#### RECORDED DATA

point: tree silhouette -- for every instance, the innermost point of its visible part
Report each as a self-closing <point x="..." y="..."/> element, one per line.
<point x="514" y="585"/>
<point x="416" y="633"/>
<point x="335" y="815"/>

########

• _REQUEST_
Put every line of the items above into a Markdown table with the columns Row and Line. Number each row and leave out blank lines.

• _EXERCISE ANSWER_
| Row | Line |
|---|---|
| 1 | point: tree silhouette -- for every instance, the innermost point of its visible part |
| 2 | Report each as a self-closing <point x="..." y="..."/> element, one per line. |
| 3 | <point x="514" y="585"/> |
| 4 | <point x="416" y="633"/> |
| 5 | <point x="335" y="815"/> |